» What the exercise asks
Swap every "Pixel coordinates" in the lines below for "Pixel positions" and give all the lines again, with nothing else changed.

Stored data entries
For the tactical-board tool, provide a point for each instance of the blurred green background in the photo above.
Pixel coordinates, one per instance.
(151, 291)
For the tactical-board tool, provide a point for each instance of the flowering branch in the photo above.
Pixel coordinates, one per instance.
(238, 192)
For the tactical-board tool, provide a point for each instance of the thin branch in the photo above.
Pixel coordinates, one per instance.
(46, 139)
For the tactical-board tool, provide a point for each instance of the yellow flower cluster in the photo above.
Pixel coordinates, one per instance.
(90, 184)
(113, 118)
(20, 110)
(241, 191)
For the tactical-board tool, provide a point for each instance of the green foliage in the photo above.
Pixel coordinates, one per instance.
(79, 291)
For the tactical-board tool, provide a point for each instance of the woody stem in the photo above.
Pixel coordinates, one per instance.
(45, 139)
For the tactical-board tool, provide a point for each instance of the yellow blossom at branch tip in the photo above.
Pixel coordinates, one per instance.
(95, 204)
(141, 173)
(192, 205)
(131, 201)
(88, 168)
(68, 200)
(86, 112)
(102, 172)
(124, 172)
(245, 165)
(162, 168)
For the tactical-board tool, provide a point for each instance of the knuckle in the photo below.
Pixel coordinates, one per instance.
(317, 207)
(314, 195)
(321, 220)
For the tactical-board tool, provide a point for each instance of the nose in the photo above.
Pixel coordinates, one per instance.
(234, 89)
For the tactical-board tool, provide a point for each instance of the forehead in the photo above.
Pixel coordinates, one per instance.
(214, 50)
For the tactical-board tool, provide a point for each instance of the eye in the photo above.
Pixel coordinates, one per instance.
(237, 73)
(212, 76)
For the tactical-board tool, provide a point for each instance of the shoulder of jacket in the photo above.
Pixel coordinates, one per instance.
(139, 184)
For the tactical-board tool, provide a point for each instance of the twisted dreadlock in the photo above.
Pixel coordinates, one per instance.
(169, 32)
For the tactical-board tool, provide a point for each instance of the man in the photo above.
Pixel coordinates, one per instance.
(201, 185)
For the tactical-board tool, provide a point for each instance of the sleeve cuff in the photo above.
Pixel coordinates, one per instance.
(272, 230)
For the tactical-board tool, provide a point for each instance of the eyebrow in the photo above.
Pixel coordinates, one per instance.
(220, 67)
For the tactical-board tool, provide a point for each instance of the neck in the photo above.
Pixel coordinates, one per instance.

» Exercise output
For the tactical-board tool, provide a point for each instance of the blurred green background in the photo above.
Pixel positions, one per instance.
(151, 291)
For the tactical-board tool, provide a point for each instance of the flowering branch in the photo above.
Pixel positions, one per instance.
(238, 192)
For the tactical-board tool, provide a point for each instance of the thin branch in the photo above.
Pixel positions, one per instance.
(46, 139)
For the tactical-board tool, provide a point for each instance of the yellow flower cluster in the photo above.
Pixel positions, one per instance.
(90, 184)
(113, 118)
(20, 110)
(241, 191)
For the tactical-board tool, provide a point for each instance of the green foliage in the photo above.
Pixel positions, one per instance.
(79, 291)
For the tactical-board tool, provide a point for each instance of the woody stem in the photo above.
Pixel positions, one per instance.
(45, 139)
For the tactical-board tool, provide a point for each instance of the yellow blossom at branch tip in the photo above.
Pixel positions, one per instance.
(95, 204)
(141, 173)
(192, 205)
(131, 201)
(88, 168)
(68, 200)
(86, 112)
(102, 172)
(124, 172)
(245, 165)
(162, 168)
For the tactical-board tool, provide a point for each instance of the knuckle in the photo below.
Pixel positions, one per instance.
(317, 207)
(314, 195)
(321, 220)
For the tactical-board tool, provide a point for each instance of the nose in the photo above.
Pixel positions, one per instance.
(234, 89)
For the tactical-board tool, provide a point for each instance of the forehead in the photo above.
Pixel positions, one per instance.
(214, 50)
For the tactical-board tool, provide a point for each instance of the eye in the photo above.
Pixel positions, one per instance.
(237, 73)
(212, 76)
For the tactical-board tool, provide a point for each instance of the shoulder of jacket in the photo above.
Pixel positions, one per instance.
(139, 184)
For the tactical-board tool, provide a point for each instance of the twisted dreadlock in the photo above.
Pixel positions, one per instance.
(169, 32)
For the tactical-board tool, provide a point for each instance of the man in the photo above.
Pixel positions, one per instance.
(201, 185)
For the tactical-board tool, provide a point for each instance of the sleeve cuff in the photo above.
Pixel positions, one per instance.
(272, 230)
For the tactical-board tool, provide a point for each instance of the eyebrow in the photo above.
Pixel positions, one per instance.
(220, 67)
For the tactical-board tool, provide a point for each instance of the neck in the photo above.
Pixel positions, one per instance.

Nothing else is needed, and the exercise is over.